◆ DOCUMENT SEGMENT:
David Abrahams wrote:
> Joel de Guzman <joel_at_[hidden]> writes:
>
>
>>David Abrahams wrote:
>>
>>>Joel de Guzman <joel_at_[hidden]> writes:
>>>
>>>I *really* don't have an opinion about what the right choice should
>>>be. That said, terms like gobbledegook seem needlessly judgemental,
>>>and as such I think they only cloud the issues.
>>
>>But, IMO, it *is* unclear and wordy jargon (http://tinyurl.com/954xg)
>>I find the explanation very difficult to follow.
>
>
> I know what "gobbledegook" means; it's highly pejorative. A link to
> the explanation in question would be more useful here.

I know that you know what that means. I do not mean to
belittle anyone. If that's the case, then I apologize.

>>Of course you need an assignment operator... and structs do
>>provide a guide: The point is that you can't rebind it.
>
>
> You sure can, using nasty tricks. You just destroy the struct in
> place and re-construct it with the new reference binding.

Ah yes, you can do anything in C++.

>>You can do anything with it, and in the common case, just assign the
>>rhs to the lhs
>
>
> It's non-obvious to me that it's the common case. Reference members
> are odd beasts, rarely used in my experience, and I am not sure
> there's a "usual treatment" for assignment that makes sense. I will
> agree that the nasty tricks are rarely used and usually best avoided.

◆ REQUIREMENT A: Copy the mailing-list exchange starting at "I know that" and ending at "anything in C++.", renaming "nasty tricks" to "dirty hacks" wherever it occurs.
◆ REQUIREMENT B: In the mailing-list exchange, how can a struct be made to rebind its reference member?
The material that comes after the mailing-list exchange is separate from it.

◆ DATASET EXTRACT:

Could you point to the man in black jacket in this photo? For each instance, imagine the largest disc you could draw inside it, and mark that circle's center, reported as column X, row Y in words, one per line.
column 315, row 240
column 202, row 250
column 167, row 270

◆ WRITTEN SOLUTION A:
I know that you know what that means. I do not mean to
belittle anyone. If that's the case, then I apologize.

>>Of course you need an assignment operator... and structs do
>>provide a guide: The point is that you can't rebind it.
>
>
> You sure can, using dirty hacks. You just destroy the struct in
> place and re-construct it with the new reference binding.

Ah yes, you can do anything in C++.

◆ WRITTEN SOLUTION B: By destroying the struct in place and re-constructing it with the new reference binding.